====== PENGGALAN DOKUMEN

-- Hardi Hamzah
AMUK massa, itulah yang kerap kakita lihat di televisi, memang frekuensi amuk massa benar-benar meningkat di era reformasi.
Amuk massa berkaitan erat dengan crowd (kerumunan). Kerumunan yang tampaknya insidental, kalau ada satu letupan, provokasi atau apa pun bentuknya yang sifatnya mengagetkan, apakah dengan teriakan yang lebih nyaring, atau anarkistis, chaos, dan lain sebagainya. Singkat kata amuk massa merupakan perwujudan emosi dengan kesamaan orientasi.
Beberapa ahli psikologi massa, seperti Gray Ramod Louis (1965), menganalisis, bahwa amuk massa adalah manifestasi dari kekecewaan yang mempunyai kesamaan denyut psikis, denyut mana lebih dititikberatkan kesamaan orientasi yang muncul sebagai hubungan kausalitas. Artinya, menurut psikolog berkebangsaan Prancis ini, amuk massa bisa terjadi karena imbal balik dari akibat (perasaan) yang sama atas perlakuan.
Namun, dalam wacana politik, amuk massa lebih banyak diakibatkan proses sosial yang menekan masyarakat. Masyarakat yang terus-menerus ditekan, menurut Malcolm Weith (1972), amuk massa secara evolutif akan mengganjal psikis komunitas tersebut. Dalam arti, tekanan yang dirasakan komunitas tertentu tidak langsung dimanifestasikan, tapi perlahan, namun pasti akan tumpah. Inilah amuk massa yang sulit dikendalikan, ujar Malcolm dan cenderung anarkistis, tegas ilmuan Belgia ini.
Apa yang disinyalir Malcolm, dalam perspektif sejarah terlihat pada pemberontakan Banten pada era pergerakan, juga pada era Kerajaan Mataram, ketika terjadi pepe (menjemur diri) di alun-alun sebagai ungkapan evolutif. Amuk massa, kendati berbeda dengan unjuk rasa atau demonstrasi, tapi mempunyai kesamaan sifat-sifat psiko kultural. Dalam unjuk rasa biasanya lebih mengutamakan isu, sedangkan dalam amuk massa lebih dipicu atau dilahirkan sebagai resultan dari insidental dan kausalitas.

============
====== DATA YANG DIBERIKAN

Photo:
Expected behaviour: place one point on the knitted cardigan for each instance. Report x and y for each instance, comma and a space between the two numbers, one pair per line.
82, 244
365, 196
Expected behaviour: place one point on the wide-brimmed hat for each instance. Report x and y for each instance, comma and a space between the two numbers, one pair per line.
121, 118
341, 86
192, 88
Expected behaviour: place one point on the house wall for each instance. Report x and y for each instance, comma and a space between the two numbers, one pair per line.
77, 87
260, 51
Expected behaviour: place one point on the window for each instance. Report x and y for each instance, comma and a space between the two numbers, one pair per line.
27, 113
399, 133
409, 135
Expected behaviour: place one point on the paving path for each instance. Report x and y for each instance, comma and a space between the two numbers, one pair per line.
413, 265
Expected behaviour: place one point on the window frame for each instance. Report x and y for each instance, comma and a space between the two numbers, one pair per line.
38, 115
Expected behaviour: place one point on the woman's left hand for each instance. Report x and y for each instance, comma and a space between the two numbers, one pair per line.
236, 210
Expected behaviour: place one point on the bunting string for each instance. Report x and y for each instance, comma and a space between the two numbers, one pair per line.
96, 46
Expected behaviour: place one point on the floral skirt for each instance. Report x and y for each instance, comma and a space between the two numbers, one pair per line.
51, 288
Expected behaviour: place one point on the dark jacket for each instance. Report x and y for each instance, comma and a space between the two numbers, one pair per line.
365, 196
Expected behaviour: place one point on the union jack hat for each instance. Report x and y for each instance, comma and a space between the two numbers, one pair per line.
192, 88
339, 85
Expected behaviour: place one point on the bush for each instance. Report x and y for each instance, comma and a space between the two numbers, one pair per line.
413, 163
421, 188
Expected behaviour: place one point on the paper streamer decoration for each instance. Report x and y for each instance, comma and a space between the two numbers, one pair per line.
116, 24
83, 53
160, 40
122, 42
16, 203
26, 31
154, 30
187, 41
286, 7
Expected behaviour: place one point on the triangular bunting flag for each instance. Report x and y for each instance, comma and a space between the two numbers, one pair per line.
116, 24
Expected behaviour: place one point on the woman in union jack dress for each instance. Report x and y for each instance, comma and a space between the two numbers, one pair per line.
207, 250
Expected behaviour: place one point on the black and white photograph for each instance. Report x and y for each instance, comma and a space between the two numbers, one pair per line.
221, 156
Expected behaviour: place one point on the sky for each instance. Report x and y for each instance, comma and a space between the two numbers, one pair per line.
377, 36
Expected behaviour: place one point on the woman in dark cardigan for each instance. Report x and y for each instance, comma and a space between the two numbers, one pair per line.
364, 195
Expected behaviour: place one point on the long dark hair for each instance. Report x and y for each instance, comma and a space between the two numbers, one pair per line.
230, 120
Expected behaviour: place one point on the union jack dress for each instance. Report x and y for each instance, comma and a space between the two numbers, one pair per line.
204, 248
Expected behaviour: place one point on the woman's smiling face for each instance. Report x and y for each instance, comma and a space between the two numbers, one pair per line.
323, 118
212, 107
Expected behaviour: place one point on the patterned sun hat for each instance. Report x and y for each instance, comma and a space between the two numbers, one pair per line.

============

PERINTAH TUGAS 1: Menurut teks tentang amuk massa, Malcolm Weith adalah ilmuwan dari negara mana?
PERINTAH TUGAS 2: Teruskan teks tentang amuk massa, dimulai sesudah kalimat terakhir yang ditampilkan.
Daftar ini tidak berkaitan dengan teks tentang amuk massa.

JAWABAN TERTULIS 1: Belgia.

JAWABAN TERTULIS 2:
Tetapi, unjuk rasa, biasanya lebih bermakna, karena yang diutamakan misi dan visi, dan perspektif jangkauannya lebih jauh. Sebab, dalam unjuk rasa lebih terencana dan terkoordinasi. Soalnya sekarang adalah apakah unjuk rasa lebih diarahkan pada kemaslahatan umat atau hanya sebagai dinamika "gagah-gagahan". Kalau asumsi di atas benar, unjuk rasa semacam ini lebih banyak menjelmakan atmosfer anarkistis dan tak mampu menjangkau tujuan, dan tidak berbeda jauh dari esensi amuk massa itu sendiri. Hal seperti ini yang tidak dapat ditoleransi, karena unjuk rasa akan disfungsional.
Sementara itu, dalam konteks unjuk rasa, yang logik umumnya dalam rangka membangun demokratisasi politik, kiranya tidak patut diantisipasi dengan ketakutan-ketakutan tanpa alasan. Sebab, bila pemerintah concerned terhadap demokrasi yang ekuivalen dengan unjuk rasa, ruang lingkup yang patut disikapi pemerintah adalah mengidentifikasi sampai sejauh mana unjuk rasa dari berbagai elemen tersebut mampu memberikan kritik-kritik konstruktif bagi pemerintah.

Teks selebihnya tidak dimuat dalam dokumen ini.